Passage provided Start Marker

Unless the T520 starts overheating again, I suggest to repeat the above at least once every 2 years.
Back when I replaced the ultrabay about a year ago, I took the opportunity to disassemble several of the T520's layers (using that same HMM) so that I could give it a good dust cleaning. I was a little surprised that it was less dust than I expected. I will give it another dust cleaning when I re-do the paste / potentially swap the CPU. Probably the latter. I hate confounding variables when I'm trying to learn something new, but I also hate wasting expensive paste.

So my guess is that dust might not be a big factor here, but the beat to [censored] old paste probably is. If I can remember to I'll take some photos of the current paste for the record before removing it. I doubt I'd be able to tell if it is still healthy or totally used up just by looking at it.

You mention overheating and I do worry about that. I know laptop cooling from this era chronically sucks, but I don't like seeing those 180 temps under max load either. To the best of your knowledge, what would you say is a healthy but also reasonably achievable temperature range for the 2520M and 4200M (at max load) in this model of T520? On quality paste that still has some life in it.

Thanks for all the pointers and advice.

Passage provided End Marker

■ **To do**:
A) According to the forum post, why does the writer suspect that dust is not the main cause of the T520's heat problem? Answer in one to three sentences.
B) Please reproduce the passage of the forum post word for word, starting at "So my guess" and ending at "life in it.".
Base your responses on the forum post alone.

Data Start Marker

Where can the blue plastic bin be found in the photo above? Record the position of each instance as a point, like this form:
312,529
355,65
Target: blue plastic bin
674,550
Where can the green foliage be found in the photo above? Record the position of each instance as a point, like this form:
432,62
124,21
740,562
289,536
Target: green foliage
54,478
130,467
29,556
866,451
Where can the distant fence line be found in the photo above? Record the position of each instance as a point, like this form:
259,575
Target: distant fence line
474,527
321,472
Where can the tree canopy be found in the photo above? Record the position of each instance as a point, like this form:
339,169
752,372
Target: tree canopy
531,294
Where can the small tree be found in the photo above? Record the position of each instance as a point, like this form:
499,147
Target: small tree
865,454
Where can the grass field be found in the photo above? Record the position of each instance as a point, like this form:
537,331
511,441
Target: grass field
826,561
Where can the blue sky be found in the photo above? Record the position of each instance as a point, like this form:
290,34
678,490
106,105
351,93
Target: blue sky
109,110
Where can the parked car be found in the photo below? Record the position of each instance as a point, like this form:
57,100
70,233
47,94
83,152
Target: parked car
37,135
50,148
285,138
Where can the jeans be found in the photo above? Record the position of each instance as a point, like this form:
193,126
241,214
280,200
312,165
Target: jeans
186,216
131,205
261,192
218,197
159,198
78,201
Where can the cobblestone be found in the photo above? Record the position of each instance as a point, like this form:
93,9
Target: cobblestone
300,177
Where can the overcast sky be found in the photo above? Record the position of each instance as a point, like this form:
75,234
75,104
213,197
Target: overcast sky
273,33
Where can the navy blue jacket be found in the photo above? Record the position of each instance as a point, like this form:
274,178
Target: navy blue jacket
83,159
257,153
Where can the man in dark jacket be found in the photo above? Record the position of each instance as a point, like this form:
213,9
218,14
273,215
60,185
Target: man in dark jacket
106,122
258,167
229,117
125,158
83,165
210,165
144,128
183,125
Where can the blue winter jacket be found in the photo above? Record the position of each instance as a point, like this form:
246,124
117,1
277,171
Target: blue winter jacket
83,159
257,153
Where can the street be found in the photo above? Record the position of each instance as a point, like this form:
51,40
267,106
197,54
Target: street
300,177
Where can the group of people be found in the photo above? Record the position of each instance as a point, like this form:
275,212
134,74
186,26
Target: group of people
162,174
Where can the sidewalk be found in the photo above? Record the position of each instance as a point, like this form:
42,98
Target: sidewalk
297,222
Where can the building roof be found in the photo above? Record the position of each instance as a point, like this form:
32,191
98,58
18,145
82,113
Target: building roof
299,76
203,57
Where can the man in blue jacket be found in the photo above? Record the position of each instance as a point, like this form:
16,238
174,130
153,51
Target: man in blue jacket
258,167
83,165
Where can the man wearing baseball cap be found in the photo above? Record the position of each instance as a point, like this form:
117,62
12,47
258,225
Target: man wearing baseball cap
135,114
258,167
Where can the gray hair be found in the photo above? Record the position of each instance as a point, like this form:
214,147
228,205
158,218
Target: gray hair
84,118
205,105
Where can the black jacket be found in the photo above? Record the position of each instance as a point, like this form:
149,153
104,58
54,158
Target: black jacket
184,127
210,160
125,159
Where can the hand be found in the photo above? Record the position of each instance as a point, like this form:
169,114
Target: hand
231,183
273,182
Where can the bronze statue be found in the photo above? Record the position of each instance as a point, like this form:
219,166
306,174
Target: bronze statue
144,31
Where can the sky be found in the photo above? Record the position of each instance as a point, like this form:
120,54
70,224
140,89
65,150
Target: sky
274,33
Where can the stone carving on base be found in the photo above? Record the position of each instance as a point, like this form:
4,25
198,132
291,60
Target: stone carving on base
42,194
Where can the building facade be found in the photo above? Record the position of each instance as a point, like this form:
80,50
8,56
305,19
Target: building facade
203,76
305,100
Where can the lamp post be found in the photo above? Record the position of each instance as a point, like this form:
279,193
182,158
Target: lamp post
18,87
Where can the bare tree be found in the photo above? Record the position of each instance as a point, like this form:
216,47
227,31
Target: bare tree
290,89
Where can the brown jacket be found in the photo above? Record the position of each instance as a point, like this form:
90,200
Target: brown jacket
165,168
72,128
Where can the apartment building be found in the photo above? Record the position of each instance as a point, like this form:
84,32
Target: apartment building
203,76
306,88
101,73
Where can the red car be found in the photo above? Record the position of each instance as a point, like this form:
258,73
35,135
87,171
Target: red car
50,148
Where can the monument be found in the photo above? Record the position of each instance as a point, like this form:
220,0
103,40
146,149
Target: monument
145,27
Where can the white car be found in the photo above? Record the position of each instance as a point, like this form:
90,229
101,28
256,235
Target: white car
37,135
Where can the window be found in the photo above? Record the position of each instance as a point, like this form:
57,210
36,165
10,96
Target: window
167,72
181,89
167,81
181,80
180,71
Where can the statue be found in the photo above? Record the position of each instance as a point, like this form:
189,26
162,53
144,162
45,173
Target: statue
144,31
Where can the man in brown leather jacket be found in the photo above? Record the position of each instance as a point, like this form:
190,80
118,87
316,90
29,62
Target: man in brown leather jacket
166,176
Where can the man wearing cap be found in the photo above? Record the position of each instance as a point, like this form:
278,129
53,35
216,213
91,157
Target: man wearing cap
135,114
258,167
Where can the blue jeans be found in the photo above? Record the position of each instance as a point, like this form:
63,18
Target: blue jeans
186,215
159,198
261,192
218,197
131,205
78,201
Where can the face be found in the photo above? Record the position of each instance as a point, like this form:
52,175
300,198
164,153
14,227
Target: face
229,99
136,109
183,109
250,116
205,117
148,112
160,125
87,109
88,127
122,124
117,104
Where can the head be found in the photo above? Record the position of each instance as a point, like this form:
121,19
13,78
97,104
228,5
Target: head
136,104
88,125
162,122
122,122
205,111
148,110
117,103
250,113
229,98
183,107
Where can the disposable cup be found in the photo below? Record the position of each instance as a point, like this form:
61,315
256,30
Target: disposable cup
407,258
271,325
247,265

Data End Marker

■ **Answers to each task**:
A) About a year earlier, while replacing the ultrabay, the writer took apart several of the T520's layers to clean out dust and found less dust than expected. That led the writer to guess that dust might not be a big factor and that the old, worn-out paste probably is.

B)
So my guess is that dust might not be a big factor here, but the beat to [censored] old paste probably is. If I can remember to I'll take some photos of the current paste for the record before removing it. I doubt I'd be able to tell if it is still healthy or totally used up just by looking at it.

You mention overheating and I do worry about that. I know laptop cooling from this era chronically sucks, but I don't like seeing those 180 temps under max load either. To the best of your knowledge, what would you say is a healthy but also reasonably achievable temperature range for the 2520M and 4200M (at max load) in this model of T520? On quality paste that still has some life in it.